# Task to complete
Please state how many lines in the entries below contain the string "side", where case counts. Reply with the number alone.

# Data for processing
....
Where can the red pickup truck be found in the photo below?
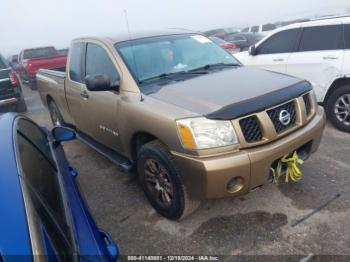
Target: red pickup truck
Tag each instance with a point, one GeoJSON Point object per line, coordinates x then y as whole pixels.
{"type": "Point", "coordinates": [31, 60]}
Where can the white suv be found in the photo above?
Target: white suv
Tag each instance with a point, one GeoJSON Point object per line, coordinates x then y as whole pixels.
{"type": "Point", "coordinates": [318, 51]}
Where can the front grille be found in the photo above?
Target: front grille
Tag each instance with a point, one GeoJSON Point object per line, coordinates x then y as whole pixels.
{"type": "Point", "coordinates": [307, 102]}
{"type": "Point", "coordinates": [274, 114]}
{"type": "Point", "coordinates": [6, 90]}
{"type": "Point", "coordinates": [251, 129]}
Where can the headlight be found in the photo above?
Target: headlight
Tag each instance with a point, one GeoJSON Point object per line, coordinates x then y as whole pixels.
....
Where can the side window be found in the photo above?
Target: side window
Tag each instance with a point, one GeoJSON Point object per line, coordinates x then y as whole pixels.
....
# Completed exercise
2